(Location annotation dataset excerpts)
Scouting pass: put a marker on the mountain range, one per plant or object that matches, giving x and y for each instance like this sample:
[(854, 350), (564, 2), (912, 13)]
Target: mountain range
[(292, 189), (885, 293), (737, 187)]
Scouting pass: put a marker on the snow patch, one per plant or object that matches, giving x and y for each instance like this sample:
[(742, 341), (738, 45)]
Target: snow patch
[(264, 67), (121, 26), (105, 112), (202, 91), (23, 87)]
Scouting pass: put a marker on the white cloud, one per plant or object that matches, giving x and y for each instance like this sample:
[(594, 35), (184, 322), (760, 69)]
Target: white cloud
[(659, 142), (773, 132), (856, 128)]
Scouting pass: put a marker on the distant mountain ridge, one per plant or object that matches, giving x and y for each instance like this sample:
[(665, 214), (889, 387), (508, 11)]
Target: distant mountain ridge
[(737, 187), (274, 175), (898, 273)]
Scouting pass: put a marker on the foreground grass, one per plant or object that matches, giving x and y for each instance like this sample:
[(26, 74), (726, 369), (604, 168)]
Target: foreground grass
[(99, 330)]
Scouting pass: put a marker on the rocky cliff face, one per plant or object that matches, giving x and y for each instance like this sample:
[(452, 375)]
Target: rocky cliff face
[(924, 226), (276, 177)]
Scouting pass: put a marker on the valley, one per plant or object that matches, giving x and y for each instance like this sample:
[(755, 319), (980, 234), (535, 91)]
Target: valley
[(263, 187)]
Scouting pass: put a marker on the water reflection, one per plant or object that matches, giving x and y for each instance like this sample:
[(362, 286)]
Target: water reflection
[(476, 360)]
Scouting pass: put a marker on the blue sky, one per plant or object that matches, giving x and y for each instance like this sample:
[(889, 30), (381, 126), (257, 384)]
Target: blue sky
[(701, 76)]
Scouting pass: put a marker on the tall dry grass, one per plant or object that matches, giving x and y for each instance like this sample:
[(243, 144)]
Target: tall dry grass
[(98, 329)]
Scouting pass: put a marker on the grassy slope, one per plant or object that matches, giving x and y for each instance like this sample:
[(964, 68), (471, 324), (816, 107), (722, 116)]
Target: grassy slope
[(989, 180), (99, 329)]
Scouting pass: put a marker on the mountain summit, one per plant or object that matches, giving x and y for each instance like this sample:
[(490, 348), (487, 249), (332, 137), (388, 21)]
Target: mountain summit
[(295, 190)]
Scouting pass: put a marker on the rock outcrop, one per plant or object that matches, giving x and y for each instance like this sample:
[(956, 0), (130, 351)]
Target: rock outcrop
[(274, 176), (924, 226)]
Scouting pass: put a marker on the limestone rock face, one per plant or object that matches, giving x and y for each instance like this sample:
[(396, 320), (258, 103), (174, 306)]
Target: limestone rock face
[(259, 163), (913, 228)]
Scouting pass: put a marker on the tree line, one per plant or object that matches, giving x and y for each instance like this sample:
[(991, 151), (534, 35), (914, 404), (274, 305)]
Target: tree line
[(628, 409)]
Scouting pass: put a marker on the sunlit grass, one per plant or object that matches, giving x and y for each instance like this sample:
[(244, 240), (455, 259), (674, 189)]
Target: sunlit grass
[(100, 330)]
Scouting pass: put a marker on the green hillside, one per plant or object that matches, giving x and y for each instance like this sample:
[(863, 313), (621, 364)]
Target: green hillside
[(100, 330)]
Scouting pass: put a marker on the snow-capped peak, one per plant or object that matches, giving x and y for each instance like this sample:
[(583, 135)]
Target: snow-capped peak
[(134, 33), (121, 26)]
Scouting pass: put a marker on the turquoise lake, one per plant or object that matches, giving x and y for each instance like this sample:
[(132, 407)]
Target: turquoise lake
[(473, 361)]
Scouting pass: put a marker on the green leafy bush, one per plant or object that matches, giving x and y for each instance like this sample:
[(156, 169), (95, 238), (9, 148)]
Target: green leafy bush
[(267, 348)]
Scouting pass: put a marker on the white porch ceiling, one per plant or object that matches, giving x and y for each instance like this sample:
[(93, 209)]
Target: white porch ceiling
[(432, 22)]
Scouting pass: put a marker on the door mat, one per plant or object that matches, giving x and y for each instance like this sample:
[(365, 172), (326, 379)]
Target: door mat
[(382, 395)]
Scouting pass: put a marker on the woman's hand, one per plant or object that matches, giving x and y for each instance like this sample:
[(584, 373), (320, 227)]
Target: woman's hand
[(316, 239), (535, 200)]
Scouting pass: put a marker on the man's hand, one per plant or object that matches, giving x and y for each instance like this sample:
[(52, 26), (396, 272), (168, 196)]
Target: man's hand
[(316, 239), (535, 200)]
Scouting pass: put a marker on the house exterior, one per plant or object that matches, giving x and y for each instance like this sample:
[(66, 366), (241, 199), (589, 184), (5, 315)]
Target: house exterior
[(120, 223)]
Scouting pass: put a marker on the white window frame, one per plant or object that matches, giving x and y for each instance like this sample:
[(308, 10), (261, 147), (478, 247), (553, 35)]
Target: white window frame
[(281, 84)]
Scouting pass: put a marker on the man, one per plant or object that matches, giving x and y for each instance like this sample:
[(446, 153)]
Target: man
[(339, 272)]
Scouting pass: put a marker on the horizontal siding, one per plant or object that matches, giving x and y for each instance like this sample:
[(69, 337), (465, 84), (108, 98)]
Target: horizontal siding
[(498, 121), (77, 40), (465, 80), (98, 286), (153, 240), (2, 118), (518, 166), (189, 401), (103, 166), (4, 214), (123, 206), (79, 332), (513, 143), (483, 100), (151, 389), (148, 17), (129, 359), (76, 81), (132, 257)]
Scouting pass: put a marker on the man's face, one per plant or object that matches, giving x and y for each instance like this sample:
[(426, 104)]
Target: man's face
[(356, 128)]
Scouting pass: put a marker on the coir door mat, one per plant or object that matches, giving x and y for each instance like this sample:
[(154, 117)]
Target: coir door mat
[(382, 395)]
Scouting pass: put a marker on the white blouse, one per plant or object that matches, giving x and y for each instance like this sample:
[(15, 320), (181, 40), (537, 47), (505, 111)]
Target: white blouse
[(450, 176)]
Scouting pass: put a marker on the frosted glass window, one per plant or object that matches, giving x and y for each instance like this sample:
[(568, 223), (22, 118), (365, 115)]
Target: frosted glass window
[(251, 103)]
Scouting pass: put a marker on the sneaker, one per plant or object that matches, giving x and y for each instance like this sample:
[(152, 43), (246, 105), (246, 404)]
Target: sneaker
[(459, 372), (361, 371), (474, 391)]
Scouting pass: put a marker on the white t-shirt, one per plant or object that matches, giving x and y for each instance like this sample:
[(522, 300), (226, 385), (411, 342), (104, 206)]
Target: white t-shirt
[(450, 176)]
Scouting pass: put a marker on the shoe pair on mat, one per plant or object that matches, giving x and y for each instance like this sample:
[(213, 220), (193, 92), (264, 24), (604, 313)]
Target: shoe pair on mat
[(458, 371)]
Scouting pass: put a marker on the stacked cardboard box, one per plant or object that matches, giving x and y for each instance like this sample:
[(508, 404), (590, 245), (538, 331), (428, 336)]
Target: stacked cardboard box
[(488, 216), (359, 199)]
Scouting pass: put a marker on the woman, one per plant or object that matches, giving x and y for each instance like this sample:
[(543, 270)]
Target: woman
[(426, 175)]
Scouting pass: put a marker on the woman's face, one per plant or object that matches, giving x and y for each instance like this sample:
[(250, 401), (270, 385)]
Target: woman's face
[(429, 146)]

Aim
Begin at the line of the material above that has "Scouting pass: put a marker on the snow patch, one" and stop after the line that has "[(99, 330)]". Write out those lines again, replacing "put a marker on" with "place a pin on" wherever it occurs and leaving everything else unchanged.

The completed task
Scouting pass: place a pin on the snow patch, one per plant or object that matches, giving x and y for each instance like this sample:
[(742, 341), (738, 45)]
Target: snow patch
[(264, 67), (121, 26), (105, 112), (202, 91), (23, 87)]
Scouting pass: place a pin on the white cloud, one per plant or object that matches, giving x and y for each instance like this sample:
[(594, 35), (184, 322), (760, 69)]
Target: white cloud
[(659, 142), (773, 132), (856, 128)]
Scouting pass: place a pin on the distant mountain ridge, one per plant or object that matches, giving x and y for each instance like this sample:
[(665, 214), (889, 387), (508, 11)]
Target: distant mountain ridge
[(737, 187), (274, 175), (898, 273)]
Scouting pass: place a pin on the foreground grass, one per plant or object that matches, giving x and y for each instance like this sample:
[(26, 74), (726, 369), (604, 168)]
Target: foreground grass
[(99, 330)]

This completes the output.